Detection examples
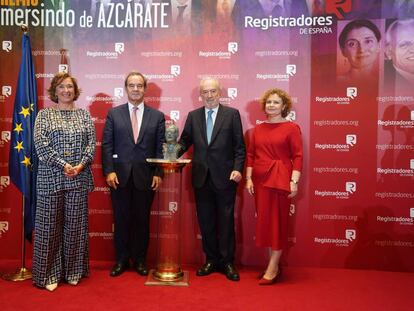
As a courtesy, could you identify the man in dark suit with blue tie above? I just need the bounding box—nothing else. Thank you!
[179,78,246,281]
[102,72,165,276]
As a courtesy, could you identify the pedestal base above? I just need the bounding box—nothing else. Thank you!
[145,269,189,286]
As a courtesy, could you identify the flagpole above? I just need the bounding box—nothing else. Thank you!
[2,25,32,281]
[2,194,32,281]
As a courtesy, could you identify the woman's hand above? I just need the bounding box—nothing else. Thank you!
[246,178,254,195]
[288,181,298,198]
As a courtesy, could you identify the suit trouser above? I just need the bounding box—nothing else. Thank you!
[111,176,154,263]
[33,189,89,287]
[194,176,236,266]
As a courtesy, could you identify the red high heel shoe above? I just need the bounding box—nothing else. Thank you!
[259,267,282,285]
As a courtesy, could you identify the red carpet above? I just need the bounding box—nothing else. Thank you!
[0,261,414,311]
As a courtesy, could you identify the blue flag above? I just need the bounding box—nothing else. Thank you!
[9,33,37,241]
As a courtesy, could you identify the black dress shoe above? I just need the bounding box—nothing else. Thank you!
[135,262,148,276]
[196,262,216,276]
[224,263,240,281]
[109,262,128,276]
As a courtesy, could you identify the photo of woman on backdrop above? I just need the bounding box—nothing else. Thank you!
[337,19,381,82]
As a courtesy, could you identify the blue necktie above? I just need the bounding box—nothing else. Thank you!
[207,109,213,144]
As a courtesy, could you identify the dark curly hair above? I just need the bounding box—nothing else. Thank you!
[47,72,81,103]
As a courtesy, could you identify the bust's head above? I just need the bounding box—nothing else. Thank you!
[165,124,178,143]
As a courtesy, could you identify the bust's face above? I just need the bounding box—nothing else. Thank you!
[165,126,178,143]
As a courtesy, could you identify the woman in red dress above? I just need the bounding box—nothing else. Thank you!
[246,89,303,285]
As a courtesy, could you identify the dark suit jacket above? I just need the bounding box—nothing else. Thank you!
[102,104,165,190]
[179,105,246,189]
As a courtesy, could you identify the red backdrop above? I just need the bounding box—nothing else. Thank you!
[0,0,414,271]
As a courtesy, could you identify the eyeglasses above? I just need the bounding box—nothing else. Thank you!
[266,100,283,105]
[201,89,218,96]
[128,83,144,90]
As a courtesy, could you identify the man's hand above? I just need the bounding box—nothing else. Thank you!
[106,172,119,189]
[230,171,241,182]
[151,176,162,191]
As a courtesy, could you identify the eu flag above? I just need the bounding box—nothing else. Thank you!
[9,33,37,241]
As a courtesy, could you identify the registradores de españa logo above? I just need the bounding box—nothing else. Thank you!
[86,42,125,59]
[314,181,357,199]
[198,42,239,59]
[313,229,357,247]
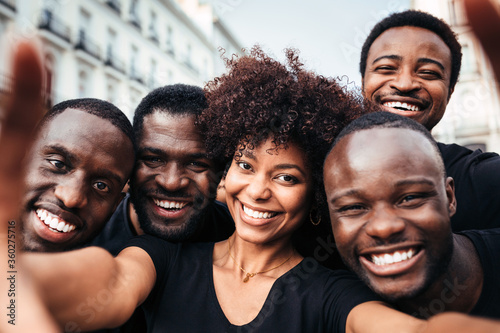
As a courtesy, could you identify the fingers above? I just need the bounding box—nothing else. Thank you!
[0,42,42,226]
[464,0,500,81]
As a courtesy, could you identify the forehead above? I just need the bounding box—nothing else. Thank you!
[367,26,451,68]
[325,128,442,182]
[139,111,205,150]
[246,139,307,165]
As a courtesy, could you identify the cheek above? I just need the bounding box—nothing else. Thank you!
[191,172,217,196]
[133,164,155,184]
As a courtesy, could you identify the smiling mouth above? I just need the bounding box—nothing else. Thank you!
[242,205,278,219]
[364,247,420,266]
[382,102,420,111]
[36,208,76,233]
[153,198,188,210]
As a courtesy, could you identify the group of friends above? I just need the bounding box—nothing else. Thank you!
[0,0,500,332]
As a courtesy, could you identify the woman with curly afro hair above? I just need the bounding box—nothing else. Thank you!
[189,47,419,332]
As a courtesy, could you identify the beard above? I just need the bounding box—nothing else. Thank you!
[342,233,453,303]
[130,184,209,242]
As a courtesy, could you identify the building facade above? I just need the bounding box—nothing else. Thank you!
[411,0,500,152]
[0,0,241,118]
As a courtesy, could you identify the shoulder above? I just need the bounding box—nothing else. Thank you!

#### [GIVEN EXERCISE]
Rewrite the whole listing above, changing every "bounding box" to "box coordinates" and leaving everything else as it is. Omit the pictures from your version.

#### [SOLUTION]
As a courtesy, could you identify the man in dark suit with blue tie above? I just need the box coordinates—nothing else. Thank you!
[179,78,246,281]
[102,72,165,276]
As a courtesy, could you identify the pedestal base above? I just need the box coordinates—nothing else. Thank you!
[145,269,189,286]
As a courtesy, could you identify the flagpole above? I just need the box coordinates—nothing else. Thank you!
[2,25,32,281]
[2,194,32,281]
As a courtesy, could you identify the woman's hand above? I just need the box coordinates—nothing else. Thank you!
[246,178,254,195]
[288,181,298,198]
As a courtesy, could you identify the suit trouser above? I just need the box coordinates—nothing else. Thank you!
[111,176,154,263]
[33,189,89,287]
[194,176,236,266]
As a courtesy, could you identify the red high heel shoe above? I just need the box coordinates—nothing else. Thank you!
[259,267,282,285]
As a courtesy, could you identify the red carpet above? I just need the box coordinates—nothing else. Thank you!
[0,261,414,311]
As a courtesy, could you identify the blue flag above? I just need the box coordinates—nothing else. Thank you!
[9,33,37,241]
As a courtesy, could you identify the black dress shoe above? I just need the box coordinates—nothing else. Thank you!
[135,262,148,276]
[196,262,216,276]
[224,263,240,281]
[109,262,128,276]
As a courtesy, could you identify the photo of woman on backdrop above? I just need the box coordinates—nothing else. Thank you!
[337,19,381,82]
As a courtesy, could you identify the blue necktie above? I just need the box coordinates—nothing else. Thank you!
[207,109,213,144]
As a courtesy, could you identify the dark curly hair above? I just need the box coordinates—nothing else. Thank you!
[47,72,81,103]
As a courtesy, could you identify the bust's head above? I just need the box coordinates—nothing else. Thank you!
[165,124,178,143]
As a courtesy, could you identify the bust's face above? I just need the box coordinates—nothing else. Thank you!
[165,126,178,143]
As a courtesy, could you identify the woman in red dress above? I just need the box coordinates—nothing else. Thank you!
[246,89,303,285]
As a courtesy, could you identify the dark suit jacket above? I just need the box coordinates—nothing else. Thank you!
[102,104,165,190]
[179,105,246,189]
As a courtesy, could you identify the red backdrop above? I just need the box coordinates—nothing else. Thank you!
[0,0,414,271]
As a courtesy, could you identify the eyeglasses above? I just need the box coordinates—nothing else. Thank you!
[266,100,283,105]
[201,89,218,96]
[128,83,144,90]
As a courtesy, could you identify the man's hand above? I just need the box coordinates—nothing else. Thank you!
[106,172,119,189]
[230,171,241,182]
[151,176,162,191]
As a courtesy, could you identify the eu flag above? I just need the box coordinates—nothing else. Thank you!
[9,33,37,241]
As a courtesy, could you identify the registradores de españa logo above? I just need the box coordinates—nothing else. Thank you!
[86,42,125,59]
[314,181,357,199]
[198,42,239,59]
[313,229,357,247]
As a courtesy, could you identify the fingers above? I just need the box coordinates—nothing else. Thank you!
[0,42,42,226]
[464,0,500,81]
As a courtesy, could you identify the forehead above? I just need the box coordinates—nothing else. Thank you!
[367,26,451,68]
[325,128,442,182]
[139,111,205,150]
[246,139,307,165]
As a courtesy, could you identify the cheek above? I just need the box coordinates—nothing else. Thank you!
[191,172,217,196]
[133,164,155,184]
As a courtesy, could you identify the smiling mouth above? I just need the box coordinates—nothing else. Thank you!
[242,205,278,219]
[364,247,420,266]
[382,102,420,111]
[36,208,76,233]
[153,198,188,210]
As a courtesy, could you identify the group of friends above? I just need the box coordinates—nothing else. Thank you!
[0,0,500,332]
As a courtesy, could you identify the woman with curly afro hair above? I just need the box coordinates—nothing else. Thank you!
[189,47,419,332]
As a courtesy, could you identify the beard above? I just need the box coordinates—nothing else. Thank you!
[342,233,453,303]
[130,184,209,242]
As a courtesy, could you identify the building facade above? I just need the box coordinates—nothing else. Thank you!
[411,0,500,152]
[0,0,241,118]
As a courtesy, could you identify the shoulder above? I just need the box coordinates—nothing else. Thank you!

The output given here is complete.